=== Section Start ===

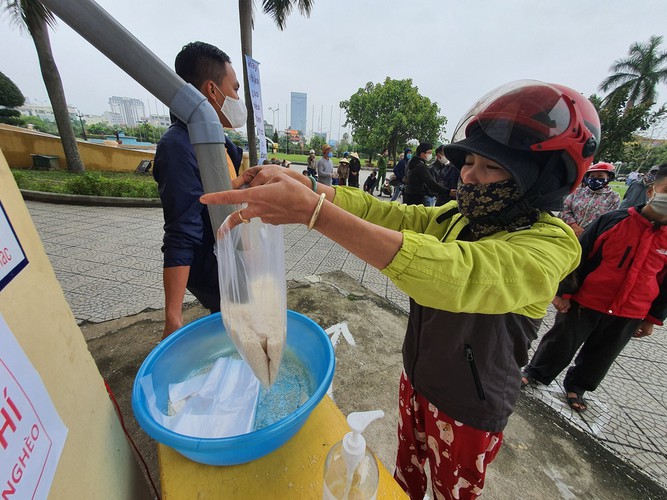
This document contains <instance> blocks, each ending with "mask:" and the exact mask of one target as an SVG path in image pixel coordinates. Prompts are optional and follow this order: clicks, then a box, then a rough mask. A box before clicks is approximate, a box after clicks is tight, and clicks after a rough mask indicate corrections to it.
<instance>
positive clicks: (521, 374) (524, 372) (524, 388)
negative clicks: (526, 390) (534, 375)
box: [521, 372, 538, 389]
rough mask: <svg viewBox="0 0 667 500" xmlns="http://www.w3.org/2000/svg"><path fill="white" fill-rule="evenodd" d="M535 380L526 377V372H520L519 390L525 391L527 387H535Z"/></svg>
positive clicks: (529, 377)
mask: <svg viewBox="0 0 667 500" xmlns="http://www.w3.org/2000/svg"><path fill="white" fill-rule="evenodd" d="M537 383H538V382H537V380H535V379H534V378H533V377H531V376H530V375H528V374H527V373H526V372H521V388H522V389H525V388H526V387H528V386H529V385H535V384H537Z"/></svg>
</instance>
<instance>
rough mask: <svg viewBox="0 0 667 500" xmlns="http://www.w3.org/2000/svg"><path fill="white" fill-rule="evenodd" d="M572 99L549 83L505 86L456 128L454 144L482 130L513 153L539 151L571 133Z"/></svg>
mask: <svg viewBox="0 0 667 500" xmlns="http://www.w3.org/2000/svg"><path fill="white" fill-rule="evenodd" d="M573 114H574V109H573V107H572V103H571V99H569V98H567V97H566V96H564V95H563V93H562V92H561V91H560V90H558V89H556V88H554V87H552V86H551V85H548V84H546V83H542V82H538V81H535V80H520V81H516V82H511V83H509V84H506V85H503V86H501V87H499V88H497V89H495V90H493V91H492V92H490V93H489V94H487V95H485V96H484V97H482V99H480V100H479V101H478V102H477V103H476V104H475V105H474V106H473V107H472V108H471V109H470V111H468V113H466V114H465V115H464V118H463V120H461V122H460V123H459V124H458V126H457V127H456V131H455V132H454V137H453V139H452V142H457V141H460V140H462V139H464V138H465V137H466V136H468V135H469V134H470V132H471V130H472V129H473V128H474V127H481V129H482V130H483V131H484V133H485V134H486V135H487V136H488V137H490V138H492V139H493V140H495V141H497V142H499V143H500V144H503V145H505V146H508V147H510V148H512V149H518V150H524V151H540V150H548V149H550V148H548V147H545V148H543V147H542V146H541V145H542V143H544V142H546V141H548V140H549V139H552V138H554V137H558V136H560V135H562V134H564V133H565V132H567V131H568V130H569V129H570V126H571V125H570V124H571V123H572V122H573Z"/></svg>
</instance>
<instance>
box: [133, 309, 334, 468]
mask: <svg viewBox="0 0 667 500" xmlns="http://www.w3.org/2000/svg"><path fill="white" fill-rule="evenodd" d="M287 345H288V346H289V348H290V349H291V350H292V352H293V353H294V354H295V355H296V356H297V358H299V360H300V361H301V363H303V365H304V366H305V367H306V370H307V371H308V373H309V375H310V377H311V378H312V380H313V386H314V387H315V390H314V392H313V394H311V395H310V397H309V398H308V399H307V400H306V402H305V403H304V404H303V405H301V406H300V407H299V408H297V409H296V410H295V411H294V412H292V413H290V414H289V415H287V416H286V417H284V418H282V419H281V420H279V421H277V422H275V423H273V424H271V425H269V426H267V427H265V428H263V429H260V430H258V431H253V432H250V433H248V434H242V435H239V436H234V437H227V438H196V437H191V436H185V435H182V434H178V433H176V432H173V431H171V430H169V429H167V428H165V427H163V426H162V425H161V424H159V423H157V422H156V421H155V419H153V417H152V416H151V414H150V411H149V409H148V407H147V403H146V398H145V395H144V391H143V389H142V388H141V384H140V382H139V381H140V380H141V379H142V378H143V377H144V376H146V375H148V374H152V376H153V386H154V389H155V393H156V397H157V406H158V408H161V409H162V410H163V411H165V409H166V406H167V398H168V390H169V384H170V383H176V382H181V381H182V380H183V379H185V378H186V376H187V375H188V374H190V373H191V372H192V371H193V369H195V368H196V367H200V366H202V365H204V364H205V363H206V362H207V361H213V360H215V359H217V358H219V357H220V356H224V355H228V354H230V353H232V352H236V349H235V348H234V344H233V343H232V341H231V339H230V338H229V336H228V335H227V332H226V331H225V328H224V326H223V324H222V320H221V319H220V313H217V314H212V315H210V316H206V317H204V318H201V319H198V320H197V321H194V322H192V323H190V324H188V325H185V326H184V327H182V328H180V329H179V330H177V331H176V332H174V333H173V334H172V335H170V336H169V337H168V338H167V339H165V340H163V341H162V342H160V344H158V345H157V347H155V349H153V351H151V353H150V354H149V355H148V357H147V358H146V359H145V360H144V362H143V364H142V365H141V368H139V372H138V373H137V376H136V377H135V380H134V388H133V390H132V409H133V410H134V415H135V417H136V419H137V421H138V422H139V425H140V426H141V427H142V429H144V431H146V433H147V434H148V435H149V436H151V437H152V438H153V439H155V440H156V441H158V442H160V443H162V444H165V445H167V446H170V447H172V448H174V449H175V450H176V451H178V452H179V453H181V454H182V455H184V456H186V457H187V458H189V459H190V460H194V461H195V462H199V463H203V464H208V465H236V464H242V463H246V462H250V461H252V460H255V459H257V458H260V457H263V456H264V455H268V454H269V453H271V452H272V451H274V450H276V449H278V448H279V447H280V446H282V445H283V444H285V443H286V442H287V441H288V440H289V439H290V438H291V437H292V436H293V435H294V434H295V433H296V432H297V431H298V430H299V429H300V428H301V426H302V425H303V424H304V422H305V421H306V419H307V418H308V415H310V412H311V411H313V409H314V408H315V406H317V404H318V403H319V402H320V400H321V399H322V397H324V395H325V394H326V391H327V389H328V388H329V385H331V380H332V379H333V374H334V367H335V357H334V351H333V347H332V346H331V341H330V340H329V337H327V334H326V333H325V332H324V330H322V328H321V327H320V326H319V325H318V324H317V323H315V322H314V321H313V320H311V319H310V318H307V317H306V316H304V315H302V314H299V313H296V312H294V311H287Z"/></svg>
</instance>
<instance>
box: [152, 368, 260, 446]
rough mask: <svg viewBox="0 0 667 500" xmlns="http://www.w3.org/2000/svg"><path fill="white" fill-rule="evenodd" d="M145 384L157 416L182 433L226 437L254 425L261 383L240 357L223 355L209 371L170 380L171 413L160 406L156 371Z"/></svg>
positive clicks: (247, 432)
mask: <svg viewBox="0 0 667 500" xmlns="http://www.w3.org/2000/svg"><path fill="white" fill-rule="evenodd" d="M141 386H142V388H143V390H144V394H145V395H146V401H147V402H148V408H149V411H150V412H151V415H152V417H153V419H154V420H155V421H156V422H157V423H159V424H160V425H162V426H163V427H166V428H167V429H169V430H171V431H174V432H177V433H179V434H183V435H185V436H192V437H201V438H222V437H232V436H238V435H240V434H247V433H248V432H250V431H252V430H253V428H254V425H255V413H256V410H257V399H258V397H259V389H260V385H259V381H258V380H257V378H256V377H255V376H254V375H253V373H252V371H251V370H250V368H249V367H248V365H247V364H246V363H244V362H243V361H242V360H240V359H232V358H228V357H223V358H219V359H218V360H217V361H216V362H215V364H214V365H213V368H211V370H210V371H209V372H208V373H206V374H203V375H197V376H194V377H191V378H189V379H188V380H185V381H183V382H180V383H176V384H169V415H165V414H164V413H162V412H161V411H160V410H158V408H157V405H156V396H155V390H154V388H153V380H152V375H147V376H145V377H143V378H142V379H141Z"/></svg>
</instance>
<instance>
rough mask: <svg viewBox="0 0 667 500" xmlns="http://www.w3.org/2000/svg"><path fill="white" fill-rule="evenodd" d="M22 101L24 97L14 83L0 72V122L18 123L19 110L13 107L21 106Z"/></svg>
mask: <svg viewBox="0 0 667 500" xmlns="http://www.w3.org/2000/svg"><path fill="white" fill-rule="evenodd" d="M24 103H25V97H23V94H22V93H21V91H20V90H19V88H18V87H17V86H16V84H15V83H14V82H13V81H11V80H10V79H9V77H8V76H6V75H5V74H4V73H2V72H0V106H4V107H0V123H8V124H9V125H18V124H19V123H20V116H21V112H20V111H19V110H18V109H14V108H18V107H19V106H23V104H24Z"/></svg>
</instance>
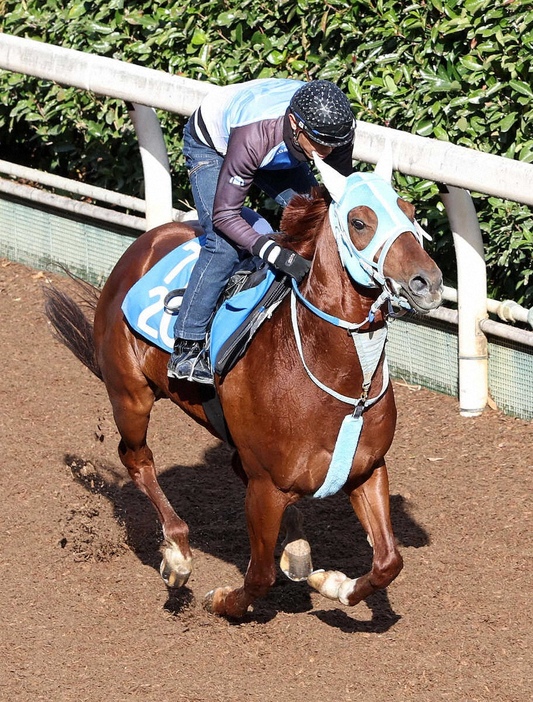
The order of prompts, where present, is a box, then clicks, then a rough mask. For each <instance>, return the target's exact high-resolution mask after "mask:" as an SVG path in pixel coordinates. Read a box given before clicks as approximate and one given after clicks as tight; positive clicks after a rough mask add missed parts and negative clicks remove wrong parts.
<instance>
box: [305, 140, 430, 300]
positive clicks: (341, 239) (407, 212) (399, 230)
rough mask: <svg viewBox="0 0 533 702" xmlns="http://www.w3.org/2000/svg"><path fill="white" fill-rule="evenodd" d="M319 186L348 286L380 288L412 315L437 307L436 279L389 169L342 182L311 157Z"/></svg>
mask: <svg viewBox="0 0 533 702" xmlns="http://www.w3.org/2000/svg"><path fill="white" fill-rule="evenodd" d="M314 161H315V164H316V167H317V169H318V171H319V172H320V174H321V176H322V180H323V183H324V186H325V187H326V188H327V190H328V191H329V194H330V195H331V198H332V202H331V205H330V206H329V220H330V224H331V227H332V230H333V233H334V236H335V240H336V242H337V247H338V250H339V255H340V258H341V261H342V264H343V266H344V268H345V269H346V271H347V272H348V274H349V275H350V277H351V278H352V280H354V281H355V282H356V283H358V284H359V285H362V286H364V287H367V288H375V287H379V288H383V289H384V290H386V291H388V292H389V293H390V296H391V298H392V299H393V300H394V299H396V300H398V301H400V302H401V300H402V298H403V299H404V300H407V302H408V303H409V304H410V305H411V306H412V307H413V308H414V309H415V310H417V311H418V312H427V311H428V310H431V309H433V308H435V307H438V306H439V305H440V303H441V300H442V274H441V272H440V270H439V268H438V267H437V265H436V264H435V263H434V261H433V260H432V259H431V258H430V256H429V255H428V254H427V253H426V252H425V251H424V249H423V246H422V240H423V235H424V232H423V230H422V229H421V228H420V226H419V225H418V224H417V223H416V221H415V218H414V207H413V206H412V205H411V204H410V203H408V202H406V201H405V200H402V198H400V197H399V196H398V194H397V193H396V191H395V190H394V188H393V187H392V185H391V182H390V180H391V176H392V163H390V164H388V168H387V167H384V166H383V161H381V162H380V163H378V165H377V166H376V169H375V171H374V172H373V173H352V174H351V175H350V176H348V177H345V176H343V175H341V174H340V173H338V172H337V171H336V170H335V169H333V168H331V166H328V164H326V163H324V161H323V160H322V159H321V158H319V157H318V155H317V154H316V153H315V154H314Z"/></svg>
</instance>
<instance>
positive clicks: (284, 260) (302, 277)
mask: <svg viewBox="0 0 533 702" xmlns="http://www.w3.org/2000/svg"><path fill="white" fill-rule="evenodd" d="M252 253H253V254H254V256H259V258H261V259H263V261H266V262H267V263H270V264H271V265H272V266H274V268H276V269H277V270H278V271H281V272H282V273H286V274H287V275H290V276H291V278H294V279H295V280H296V282H297V283H299V282H300V281H301V280H303V278H304V277H305V276H306V275H307V273H308V272H309V269H310V268H311V262H310V261H308V260H307V259H305V258H304V257H303V256H300V254H297V253H296V251H291V250H290V249H285V248H283V246H280V245H279V244H276V242H275V241H274V240H273V239H271V238H270V237H268V236H260V237H259V238H258V239H257V241H256V242H255V243H254V245H253V246H252Z"/></svg>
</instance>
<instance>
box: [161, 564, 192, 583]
mask: <svg viewBox="0 0 533 702" xmlns="http://www.w3.org/2000/svg"><path fill="white" fill-rule="evenodd" d="M159 572H160V573H161V577H162V578H163V582H164V583H165V585H166V586H167V587H172V588H180V587H183V586H184V585H185V583H186V582H187V580H188V579H189V577H190V575H191V571H190V570H175V569H174V568H172V567H171V566H170V564H169V563H168V561H166V560H165V559H163V560H162V561H161V565H160V566H159Z"/></svg>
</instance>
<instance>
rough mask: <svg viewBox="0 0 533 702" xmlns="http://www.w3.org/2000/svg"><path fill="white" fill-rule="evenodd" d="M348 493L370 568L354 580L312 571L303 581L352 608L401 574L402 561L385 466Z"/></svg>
mask: <svg viewBox="0 0 533 702" xmlns="http://www.w3.org/2000/svg"><path fill="white" fill-rule="evenodd" d="M349 494H350V502H351V503H352V507H353V508H354V511H355V513H356V515H357V517H358V519H359V521H360V522H361V524H362V526H363V528H364V529H365V531H366V533H367V536H368V539H369V541H370V544H371V545H372V547H373V551H374V556H373V559H372V568H371V570H370V571H369V572H368V573H365V574H364V575H362V576H361V577H359V578H355V579H350V578H348V577H347V576H346V575H344V573H341V572H340V571H316V572H315V573H312V574H311V575H310V576H309V578H308V579H307V581H308V583H309V584H310V585H311V586H312V587H314V588H315V589H316V590H318V591H319V592H320V593H321V594H323V595H325V596H326V597H329V598H331V599H335V600H339V602H341V603H342V604H345V605H355V604H357V603H358V602H360V601H361V600H363V599H365V597H368V596H369V595H371V594H372V593H373V592H375V591H376V590H379V589H382V588H385V587H387V586H388V585H389V584H390V583H391V582H392V581H393V580H394V578H395V577H396V576H397V575H398V573H399V572H400V571H401V569H402V566H403V560H402V557H401V555H400V553H399V552H398V549H397V547H396V540H395V538H394V534H393V532H392V525H391V521H390V507H389V480H388V476H387V468H386V466H385V463H383V464H382V465H381V466H379V467H378V468H376V469H375V470H374V471H373V472H372V474H371V476H370V477H369V478H368V479H367V480H366V481H365V482H364V483H363V484H362V485H360V486H359V487H357V488H355V489H354V490H352V491H351V492H350V493H349Z"/></svg>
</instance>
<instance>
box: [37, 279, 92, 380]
mask: <svg viewBox="0 0 533 702" xmlns="http://www.w3.org/2000/svg"><path fill="white" fill-rule="evenodd" d="M75 282H76V283H77V285H78V286H79V288H80V291H81V292H80V298H81V301H82V303H83V304H84V305H85V306H86V307H87V308H88V309H89V310H90V311H91V313H92V314H91V316H93V315H94V310H95V309H96V303H97V302H98V298H99V296H100V291H99V290H98V288H95V287H93V286H92V285H90V284H89V283H86V282H85V281H83V280H80V279H78V278H76V279H75ZM44 296H45V303H44V309H45V314H46V317H47V318H48V320H49V321H50V323H51V325H52V327H53V329H54V332H55V333H54V336H55V337H56V338H57V339H58V340H59V341H60V342H61V343H62V344H63V345H64V346H66V347H67V349H69V351H71V353H73V354H74V356H76V358H77V359H78V361H81V363H83V365H84V366H85V367H86V368H88V369H89V370H90V371H91V373H94V375H95V376H96V377H97V378H99V379H100V380H103V378H102V371H101V370H100V366H99V364H98V360H97V358H96V349H95V346H94V335H93V323H92V321H91V320H90V319H89V318H88V317H87V315H86V314H85V313H84V311H83V309H82V308H81V305H80V304H78V303H77V302H76V301H75V300H74V299H73V298H71V297H69V296H68V295H66V294H65V293H63V292H61V290H58V289H57V288H56V287H54V286H53V285H50V286H48V287H46V288H45V290H44Z"/></svg>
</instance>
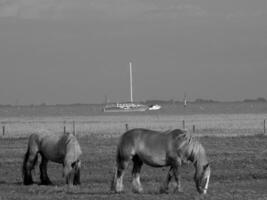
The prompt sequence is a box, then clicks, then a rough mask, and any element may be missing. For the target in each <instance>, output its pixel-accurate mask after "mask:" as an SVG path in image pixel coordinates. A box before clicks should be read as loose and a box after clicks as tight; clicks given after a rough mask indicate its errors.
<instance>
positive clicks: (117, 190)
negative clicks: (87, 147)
mask: <svg viewBox="0 0 267 200" xmlns="http://www.w3.org/2000/svg"><path fill="white" fill-rule="evenodd" d="M129 161H130V158H129V159H125V158H124V159H123V158H120V157H119V158H118V159H117V168H116V171H115V174H114V179H113V183H112V186H111V189H112V190H115V192H122V191H123V176H124V173H125V170H126V168H127V167H128V164H129Z"/></svg>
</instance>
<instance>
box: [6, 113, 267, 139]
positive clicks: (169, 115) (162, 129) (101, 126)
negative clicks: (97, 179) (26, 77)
mask: <svg viewBox="0 0 267 200" xmlns="http://www.w3.org/2000/svg"><path fill="white" fill-rule="evenodd" d="M264 119H267V114H238V115H237V114H211V115H184V116H181V115H107V116H104V115H102V116H72V117H35V118H31V117H18V118H17V117H12V118H2V119H1V121H2V125H4V126H5V131H6V133H5V136H4V137H9V138H15V137H27V136H28V135H30V134H31V133H33V132H55V133H59V132H63V130H64V125H65V126H66V130H67V131H72V130H73V123H72V122H73V121H75V129H76V133H77V135H78V136H86V135H92V134H93V135H98V136H105V137H109V136H118V135H120V134H122V133H123V132H124V131H125V124H128V126H129V128H135V127H138V128H149V129H155V130H159V131H161V130H162V131H163V130H167V129H174V128H183V123H182V121H183V120H185V125H186V127H185V128H186V129H188V130H190V131H191V132H193V125H194V126H195V134H196V135H198V136H204V135H216V136H239V135H255V134H262V133H263V120H264ZM64 121H65V122H66V123H65V124H64Z"/></svg>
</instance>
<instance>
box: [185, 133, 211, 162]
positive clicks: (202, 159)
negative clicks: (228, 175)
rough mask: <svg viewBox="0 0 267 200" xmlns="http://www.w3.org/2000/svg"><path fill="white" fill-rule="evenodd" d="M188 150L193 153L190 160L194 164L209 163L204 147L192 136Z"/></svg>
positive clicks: (190, 137) (196, 139)
mask: <svg viewBox="0 0 267 200" xmlns="http://www.w3.org/2000/svg"><path fill="white" fill-rule="evenodd" d="M188 147H189V148H188V149H189V150H190V151H191V152H189V153H190V159H191V161H192V162H193V163H194V164H197V163H200V162H207V157H206V152H205V149H204V147H203V145H202V144H201V143H200V142H199V141H198V140H197V139H196V138H193V137H192V136H190V142H189V143H188Z"/></svg>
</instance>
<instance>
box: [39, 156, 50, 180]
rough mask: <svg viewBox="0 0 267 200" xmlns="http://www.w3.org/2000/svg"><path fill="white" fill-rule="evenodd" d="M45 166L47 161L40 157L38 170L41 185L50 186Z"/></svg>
mask: <svg viewBox="0 0 267 200" xmlns="http://www.w3.org/2000/svg"><path fill="white" fill-rule="evenodd" d="M47 164H48V160H47V159H46V158H45V157H44V156H43V155H42V161H41V164H40V166H39V168H40V179H41V184H42V185H52V182H51V181H50V179H49V177H48V175H47Z"/></svg>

=== Section End ===

- DIRECTIONS FOR THIS TASK
Work out how many lines of the entries contain the word "coordinates", and answer with that number alone.

- EXPECTED ANSWER
3